TASK BRIEF:
Reproduce the lines of the records below without changes, beginning with the line that contains "Exercise. Mark the checkered" and continuing through the end of the records. Omit the pictures from your answer.

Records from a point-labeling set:
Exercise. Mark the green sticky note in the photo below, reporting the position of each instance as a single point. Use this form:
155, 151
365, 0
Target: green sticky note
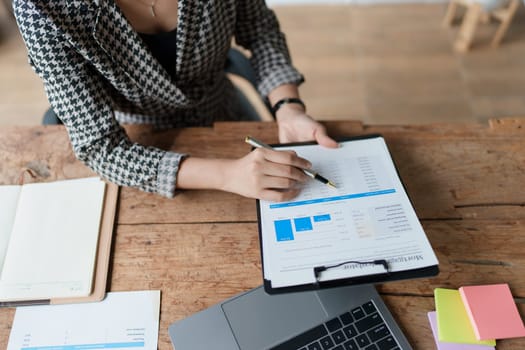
452, 319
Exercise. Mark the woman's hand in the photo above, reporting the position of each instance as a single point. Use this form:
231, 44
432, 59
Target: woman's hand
297, 126
265, 174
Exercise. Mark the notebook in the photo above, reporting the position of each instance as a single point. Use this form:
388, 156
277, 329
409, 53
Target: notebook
351, 317
492, 311
365, 230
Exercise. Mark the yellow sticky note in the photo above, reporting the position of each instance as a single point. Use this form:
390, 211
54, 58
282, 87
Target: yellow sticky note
452, 319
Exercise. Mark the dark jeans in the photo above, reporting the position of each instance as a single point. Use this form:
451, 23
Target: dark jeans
236, 63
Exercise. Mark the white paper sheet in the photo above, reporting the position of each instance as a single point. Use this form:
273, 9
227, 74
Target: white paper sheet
53, 244
367, 217
123, 321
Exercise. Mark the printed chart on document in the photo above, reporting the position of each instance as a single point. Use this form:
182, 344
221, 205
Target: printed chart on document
367, 217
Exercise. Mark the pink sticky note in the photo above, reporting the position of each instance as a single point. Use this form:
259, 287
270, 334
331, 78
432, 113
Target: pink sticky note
452, 346
492, 311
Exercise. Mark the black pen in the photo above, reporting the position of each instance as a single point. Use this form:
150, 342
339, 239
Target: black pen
259, 144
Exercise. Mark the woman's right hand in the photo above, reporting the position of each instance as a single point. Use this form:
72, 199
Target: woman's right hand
266, 174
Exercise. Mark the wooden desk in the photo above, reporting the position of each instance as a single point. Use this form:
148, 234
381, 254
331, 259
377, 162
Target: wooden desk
466, 183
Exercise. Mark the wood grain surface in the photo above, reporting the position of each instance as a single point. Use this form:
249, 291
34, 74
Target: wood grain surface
465, 181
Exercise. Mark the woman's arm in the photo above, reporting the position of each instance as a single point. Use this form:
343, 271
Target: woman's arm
258, 30
264, 174
81, 99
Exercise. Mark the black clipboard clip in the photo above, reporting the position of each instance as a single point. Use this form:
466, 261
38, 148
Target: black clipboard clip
319, 269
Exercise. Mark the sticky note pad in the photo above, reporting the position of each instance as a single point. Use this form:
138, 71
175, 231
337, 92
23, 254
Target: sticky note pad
452, 319
492, 311
452, 346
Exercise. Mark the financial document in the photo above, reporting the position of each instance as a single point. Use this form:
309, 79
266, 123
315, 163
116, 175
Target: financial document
367, 217
123, 321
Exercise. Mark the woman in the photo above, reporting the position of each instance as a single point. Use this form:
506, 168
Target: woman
161, 62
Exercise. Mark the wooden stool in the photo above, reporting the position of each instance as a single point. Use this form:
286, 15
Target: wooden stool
475, 14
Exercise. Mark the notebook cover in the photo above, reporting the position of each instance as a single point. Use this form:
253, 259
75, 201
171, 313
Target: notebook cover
452, 346
452, 319
492, 311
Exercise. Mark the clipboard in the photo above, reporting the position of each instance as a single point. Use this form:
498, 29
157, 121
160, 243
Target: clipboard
306, 223
103, 254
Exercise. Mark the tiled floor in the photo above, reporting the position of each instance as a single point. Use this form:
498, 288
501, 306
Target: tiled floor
382, 64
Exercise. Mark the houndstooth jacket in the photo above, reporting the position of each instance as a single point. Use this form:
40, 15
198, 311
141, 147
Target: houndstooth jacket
98, 73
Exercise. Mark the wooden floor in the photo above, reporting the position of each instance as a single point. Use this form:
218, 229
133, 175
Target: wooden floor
382, 64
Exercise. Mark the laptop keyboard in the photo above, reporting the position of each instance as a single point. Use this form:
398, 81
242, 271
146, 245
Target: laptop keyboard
360, 328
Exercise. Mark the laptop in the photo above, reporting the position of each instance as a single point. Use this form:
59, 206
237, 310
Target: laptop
342, 318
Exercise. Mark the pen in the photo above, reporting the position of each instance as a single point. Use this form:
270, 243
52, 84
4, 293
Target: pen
259, 144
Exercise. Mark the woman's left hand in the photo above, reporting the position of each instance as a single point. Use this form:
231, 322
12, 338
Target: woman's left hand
297, 126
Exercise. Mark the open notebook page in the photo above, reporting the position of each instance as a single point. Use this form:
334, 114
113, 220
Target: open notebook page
8, 203
53, 244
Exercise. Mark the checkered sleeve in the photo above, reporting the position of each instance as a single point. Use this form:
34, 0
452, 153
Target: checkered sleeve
258, 30
81, 99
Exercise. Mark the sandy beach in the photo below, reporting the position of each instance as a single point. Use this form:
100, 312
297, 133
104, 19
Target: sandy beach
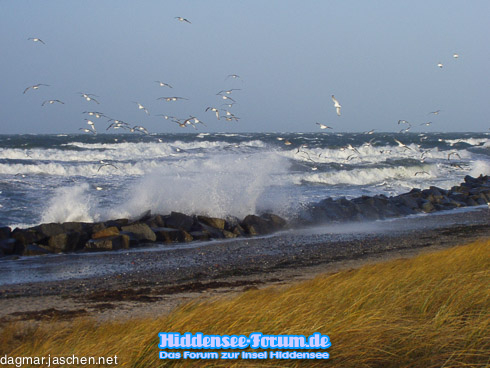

THE OUTPUT:
Exercise. Mark the checkered sleeve in the photo above, reporting the position of each instance as a single point. Use this form:
34, 0
452, 153
Target: checkered sleeve
258, 30
81, 99
Exercise. Mark the sandy beach in the photo below, reporting the position of each instance as a single point. Use this form:
100, 312
297, 133
104, 19
Target: sandy beach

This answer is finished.